• Texte présenté:
^^^^

Certes, il est toujours plus plaisant pour les amoureux de théâtre que d'assister en direct aux représentations. Mais à la guerre comme à la guerre, confinement oblige, je ne peux que recommander ces pièces. Déjà pour leur grande qualité mais aussi parce qu'outre le fait de passer le temps, cette initiative permet la diffusion à grande échelle d'œuvres célèbres du répertoire classique, participant ainsi à leur démocratisation. De plus, j'étais très bien placée, en première catégorie, dans le confort de mon canapé. Je pouvais même allonger mes jambes et n'ai pas eu besoin de faire un effort vestimentaire. Enfin, la place était très abordable et m'a seulement coûtée une infime partie de la redevance audio-visuelle. D'ailleurs pour votre information, la Comédie Française lance sa web TV sur son site internet et son compte Facebook. Tous les jours à partir de 16h00, seront diffusés des portraits de comédiens, des spectacles de cabaret ou des captations d'archivage. Un retour sur 40 ans de patrimoine théâtral. Pour conclure sur la diffusion du 29 mars 2020, « au théâtre chez soi », est une très belle initiative qui, en ces temps de confinement, permettra je l'espère d'entretenir les passions théâtrales et d'en faire naître d'autres.

^^^^

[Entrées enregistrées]

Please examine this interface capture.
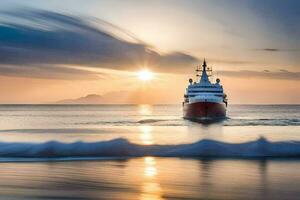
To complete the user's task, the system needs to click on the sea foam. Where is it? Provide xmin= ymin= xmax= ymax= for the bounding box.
xmin=0 ymin=138 xmax=300 ymax=159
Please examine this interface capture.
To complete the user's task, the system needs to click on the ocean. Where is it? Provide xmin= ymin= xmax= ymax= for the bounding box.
xmin=0 ymin=105 xmax=300 ymax=200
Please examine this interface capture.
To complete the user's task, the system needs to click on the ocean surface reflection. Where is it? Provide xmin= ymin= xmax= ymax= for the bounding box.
xmin=0 ymin=157 xmax=300 ymax=200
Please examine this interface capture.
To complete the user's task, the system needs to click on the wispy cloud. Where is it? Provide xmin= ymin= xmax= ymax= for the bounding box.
xmin=219 ymin=70 xmax=300 ymax=80
xmin=0 ymin=9 xmax=197 ymax=78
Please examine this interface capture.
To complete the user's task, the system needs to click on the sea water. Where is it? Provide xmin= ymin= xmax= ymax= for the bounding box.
xmin=0 ymin=105 xmax=300 ymax=199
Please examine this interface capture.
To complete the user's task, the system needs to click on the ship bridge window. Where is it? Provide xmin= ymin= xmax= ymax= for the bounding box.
xmin=189 ymin=90 xmax=223 ymax=93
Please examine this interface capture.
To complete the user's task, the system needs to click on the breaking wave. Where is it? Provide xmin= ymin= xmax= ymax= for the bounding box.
xmin=0 ymin=137 xmax=300 ymax=161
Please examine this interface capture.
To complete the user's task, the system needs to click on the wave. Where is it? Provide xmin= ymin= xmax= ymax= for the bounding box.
xmin=0 ymin=137 xmax=300 ymax=161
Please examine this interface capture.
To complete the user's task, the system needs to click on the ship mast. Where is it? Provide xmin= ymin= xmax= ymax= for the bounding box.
xmin=196 ymin=59 xmax=211 ymax=84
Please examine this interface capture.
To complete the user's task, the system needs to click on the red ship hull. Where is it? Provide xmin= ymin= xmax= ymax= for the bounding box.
xmin=183 ymin=102 xmax=226 ymax=120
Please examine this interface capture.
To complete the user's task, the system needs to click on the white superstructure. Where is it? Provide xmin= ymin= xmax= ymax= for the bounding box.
xmin=184 ymin=60 xmax=227 ymax=104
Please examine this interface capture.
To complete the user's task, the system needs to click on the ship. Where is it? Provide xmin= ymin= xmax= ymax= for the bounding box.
xmin=182 ymin=59 xmax=228 ymax=121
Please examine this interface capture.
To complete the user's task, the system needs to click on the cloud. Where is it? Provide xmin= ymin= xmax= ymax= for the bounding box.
xmin=0 ymin=9 xmax=197 ymax=78
xmin=254 ymin=48 xmax=300 ymax=52
xmin=219 ymin=70 xmax=300 ymax=81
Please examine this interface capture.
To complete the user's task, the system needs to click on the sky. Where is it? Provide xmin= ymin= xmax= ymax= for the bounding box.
xmin=0 ymin=0 xmax=300 ymax=104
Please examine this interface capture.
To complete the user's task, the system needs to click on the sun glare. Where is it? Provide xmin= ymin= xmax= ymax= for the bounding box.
xmin=138 ymin=70 xmax=153 ymax=81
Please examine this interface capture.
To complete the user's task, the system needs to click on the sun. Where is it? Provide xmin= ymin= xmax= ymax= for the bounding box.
xmin=138 ymin=69 xmax=153 ymax=81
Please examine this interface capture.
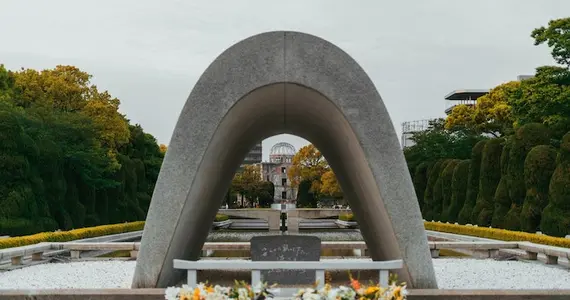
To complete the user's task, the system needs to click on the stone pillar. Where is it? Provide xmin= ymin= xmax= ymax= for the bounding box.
xmin=266 ymin=210 xmax=281 ymax=231
xmin=287 ymin=210 xmax=301 ymax=233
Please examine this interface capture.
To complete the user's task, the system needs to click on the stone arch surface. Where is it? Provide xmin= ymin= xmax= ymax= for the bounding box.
xmin=132 ymin=31 xmax=437 ymax=288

^^^^

• Consigne: Poursuivez le texte sur les pièces de théâtre regardées chez soi pendant le confinement, à partir de sa dernière phrase.

• Résultat de l'exercice:
Et maintenant, à vous de jouer !
Maria-Nella

Pièce en trois actes de Georges Feydeau et Maurice Desvallières

Mise en scène : Isabelle Nanty à la Comédie-Française (2017)

Avec les comédiens de la troupe de la Comédie-Française : Anne Kessler (Angélique - Mme Pinglet), Bruno Raffaelli (Chervet et le Commissaire), Alain Lenglet (Ernest), Florence Viala (Marcelle - Mme Paillardin), Jérôme Pouly (M. Paillardin), Michel Vuillermoz (M. Pinglet), Bakary Sangaré (Boulot), Christian Hecq (Mathieu), Laurent Lafitte (Bastien), Rebecca Marder (Violette, fille de Mathieu), Pauline Clément (Victoire, femme de chambre de Pinglet), Julien Frison (Maxime, neveu de Paillardin).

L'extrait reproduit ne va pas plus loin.